Location identification entries

┌──

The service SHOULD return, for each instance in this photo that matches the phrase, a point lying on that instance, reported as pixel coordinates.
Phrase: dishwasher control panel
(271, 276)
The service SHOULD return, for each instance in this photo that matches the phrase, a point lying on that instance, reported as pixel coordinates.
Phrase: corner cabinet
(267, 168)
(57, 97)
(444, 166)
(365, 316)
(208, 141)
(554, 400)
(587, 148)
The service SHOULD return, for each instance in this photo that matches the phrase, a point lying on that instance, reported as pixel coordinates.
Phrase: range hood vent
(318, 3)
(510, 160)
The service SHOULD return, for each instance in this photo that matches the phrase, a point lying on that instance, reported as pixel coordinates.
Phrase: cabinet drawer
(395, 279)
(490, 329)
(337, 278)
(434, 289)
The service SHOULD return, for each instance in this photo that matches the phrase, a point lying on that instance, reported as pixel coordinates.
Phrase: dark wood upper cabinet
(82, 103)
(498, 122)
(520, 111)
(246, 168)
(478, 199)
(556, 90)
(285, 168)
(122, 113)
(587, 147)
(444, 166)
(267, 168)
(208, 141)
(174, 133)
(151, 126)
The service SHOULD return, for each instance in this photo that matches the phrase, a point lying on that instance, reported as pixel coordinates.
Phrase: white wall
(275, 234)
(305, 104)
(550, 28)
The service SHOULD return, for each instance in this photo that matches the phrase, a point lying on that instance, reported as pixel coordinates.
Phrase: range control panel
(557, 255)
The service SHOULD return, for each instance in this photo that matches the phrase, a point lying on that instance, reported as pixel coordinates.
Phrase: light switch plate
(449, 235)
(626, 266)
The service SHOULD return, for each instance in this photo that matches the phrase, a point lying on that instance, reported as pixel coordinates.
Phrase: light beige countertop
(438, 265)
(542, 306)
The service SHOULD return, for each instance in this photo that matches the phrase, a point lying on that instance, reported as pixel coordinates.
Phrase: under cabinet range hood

└──

◆ **TASK DETAILS**: Extract all of the material exactly as it is written.

◆ **COMPLETED EXERCISE**:
The service SHOULD return, for each instance in this photo that matches the phrase, a point lying on that instance, reported as pixel coordinates.
Phrase: dishwasher control panel
(271, 276)
The service SHOULD return, for each instance in this photo that matches the phrase, a point lying on that instance, reported as pixel coordinates.
Phrase: corner cabinet
(267, 168)
(57, 97)
(444, 166)
(365, 316)
(208, 141)
(554, 400)
(587, 148)
The service SHOULD return, for each instance in this photo that matches the phrase, a point lying on that instance, reported as pixel coordinates.
Phrase: range hood vent
(318, 3)
(510, 160)
The service SHOULD return, for each instance in this photo that matches the phrase, a point lying on that instance, reported as pixel coordinates.
Phrase: cabinet drawer
(395, 279)
(490, 329)
(337, 278)
(434, 289)
The service SHOULD return, for each instance in this photo that matches the phrase, a point lying on that instance, reported as pixel coordinates.
Phrase: dark wood upper cabinet
(82, 103)
(498, 122)
(520, 111)
(246, 168)
(478, 199)
(556, 90)
(285, 168)
(122, 113)
(587, 147)
(444, 166)
(267, 168)
(208, 141)
(174, 133)
(151, 126)
The service SHOULD return, for each instance in this photo that matches the phrase, a point lying on that instance, reported as pixel coordinates.
Phrase: white wall
(275, 234)
(305, 104)
(550, 28)
The service SHOULD return, for each instance in this photo that matches the phrase, a point lying on that instance, reported as pixel coordinates.
Phrase: range control panel
(557, 255)
The service SHOULD return, for each instance in this photo that matches the phrase, a point lying on that instance, reported as pixel coordinates.
Phrase: light switch plate
(449, 235)
(626, 266)
The service SHOULD return, for each instance in this photo that matches the phrase, a point lying on that instance, reported as pixel coordinates.
Phrase: light beige countertop
(438, 265)
(542, 306)
The service SHOULD return, for each instance in this photo that matches the phrase, a point lying on that instance, reported as pixel coordinates.
Phrase: under cabinet range hood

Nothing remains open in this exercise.